* **PROVIDED ENTRIES**:
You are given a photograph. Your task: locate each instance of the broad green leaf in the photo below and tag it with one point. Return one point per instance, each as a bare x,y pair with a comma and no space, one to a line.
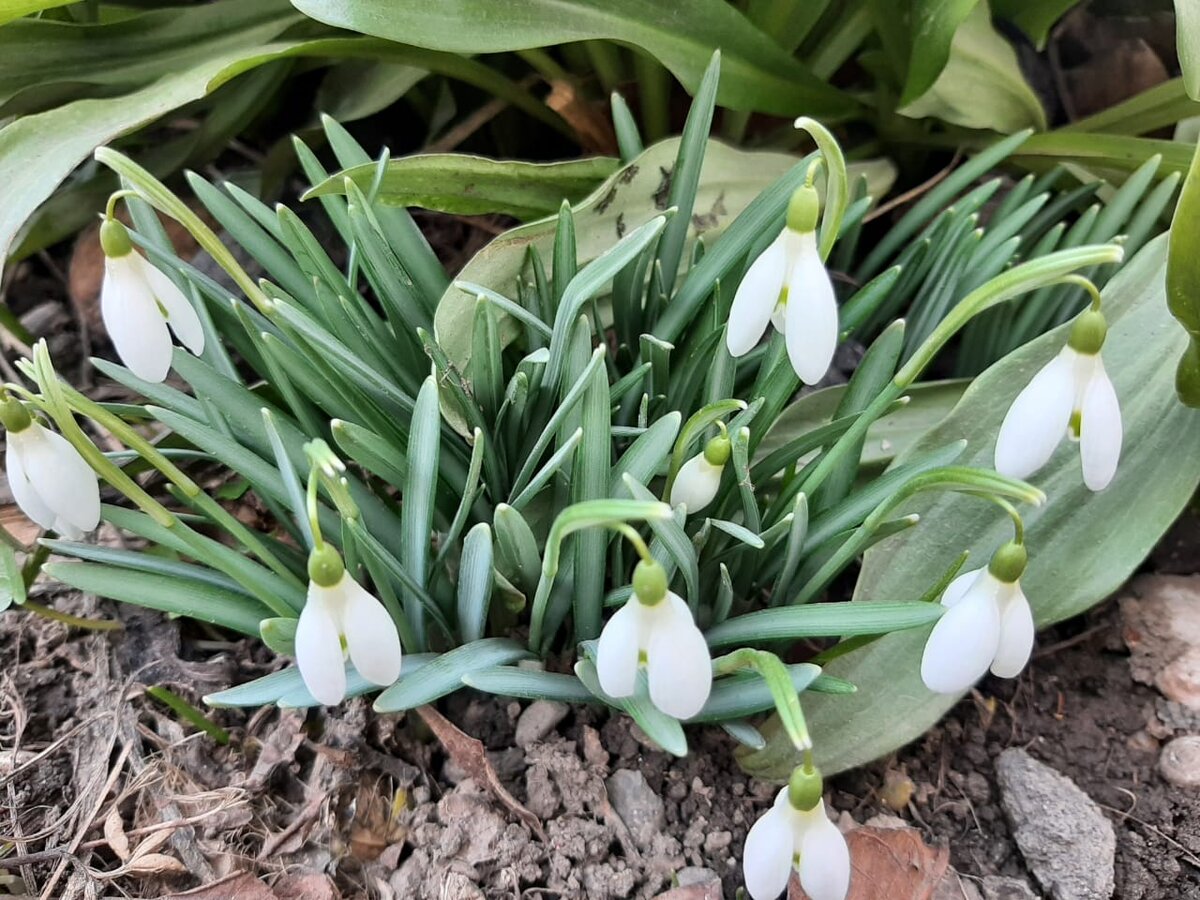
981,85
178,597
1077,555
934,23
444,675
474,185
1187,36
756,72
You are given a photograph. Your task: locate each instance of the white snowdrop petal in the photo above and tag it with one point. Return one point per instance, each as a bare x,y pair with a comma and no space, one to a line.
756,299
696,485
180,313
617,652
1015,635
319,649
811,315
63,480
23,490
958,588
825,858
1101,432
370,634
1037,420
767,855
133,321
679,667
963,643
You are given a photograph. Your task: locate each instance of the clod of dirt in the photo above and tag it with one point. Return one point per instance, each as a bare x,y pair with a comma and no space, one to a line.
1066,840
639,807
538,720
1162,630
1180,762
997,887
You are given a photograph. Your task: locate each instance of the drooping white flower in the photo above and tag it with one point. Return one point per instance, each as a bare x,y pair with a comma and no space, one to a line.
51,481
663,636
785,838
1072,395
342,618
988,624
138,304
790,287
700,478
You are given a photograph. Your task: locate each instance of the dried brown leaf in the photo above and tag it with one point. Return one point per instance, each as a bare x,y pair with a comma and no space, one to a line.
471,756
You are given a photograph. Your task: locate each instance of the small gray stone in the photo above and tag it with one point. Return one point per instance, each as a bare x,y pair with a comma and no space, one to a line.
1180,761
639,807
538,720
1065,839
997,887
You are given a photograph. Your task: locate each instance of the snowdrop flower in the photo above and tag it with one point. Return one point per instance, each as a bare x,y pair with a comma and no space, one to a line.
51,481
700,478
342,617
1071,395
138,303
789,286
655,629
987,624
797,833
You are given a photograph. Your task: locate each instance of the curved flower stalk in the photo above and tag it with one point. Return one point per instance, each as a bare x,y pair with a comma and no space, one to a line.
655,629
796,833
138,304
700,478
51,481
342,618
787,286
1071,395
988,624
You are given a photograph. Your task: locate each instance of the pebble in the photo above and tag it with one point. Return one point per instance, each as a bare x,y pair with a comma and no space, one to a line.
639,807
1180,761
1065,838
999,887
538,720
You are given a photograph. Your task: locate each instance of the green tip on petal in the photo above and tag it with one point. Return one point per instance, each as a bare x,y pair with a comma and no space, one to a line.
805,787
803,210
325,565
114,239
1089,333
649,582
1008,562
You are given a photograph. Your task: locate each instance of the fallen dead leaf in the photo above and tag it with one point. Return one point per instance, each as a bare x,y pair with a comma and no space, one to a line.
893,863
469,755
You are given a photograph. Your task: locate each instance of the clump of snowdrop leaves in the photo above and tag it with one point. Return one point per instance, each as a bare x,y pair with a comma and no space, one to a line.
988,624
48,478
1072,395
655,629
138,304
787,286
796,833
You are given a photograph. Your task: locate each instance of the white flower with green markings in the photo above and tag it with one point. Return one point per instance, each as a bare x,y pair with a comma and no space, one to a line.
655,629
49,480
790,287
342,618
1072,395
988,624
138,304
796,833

* **TASK DETAILS**: The required output is every line from the one with "of the fallen" to the final line of the entries, repeated exactly and with nothing else.

* **SOLVED PROBLEM**:
You are given a photograph. Your task: locate each instance of the fallen dead leaf in the photo above and tag it with one point. Return one point per instance, each as a bare x,y pair with a comma and no space, one to a line.
893,863
469,755
You are given a photograph. Your task: locate each instance of the clump of snowdrop leaves in the photo above and tag it with one point. Return one point per instance, each as a bare x,y pair with a comma and no space, one to a line.
988,624
48,478
1072,395
655,629
138,304
787,286
796,833
You are given a photograph. Your task: locate each instance of the white flower with green markings in the photo above and tag it with one point. Return one point per instance, each as a bare x,y pair with a comma and no space, one to a line.
655,629
49,480
790,287
342,618
1072,395
988,624
138,304
796,833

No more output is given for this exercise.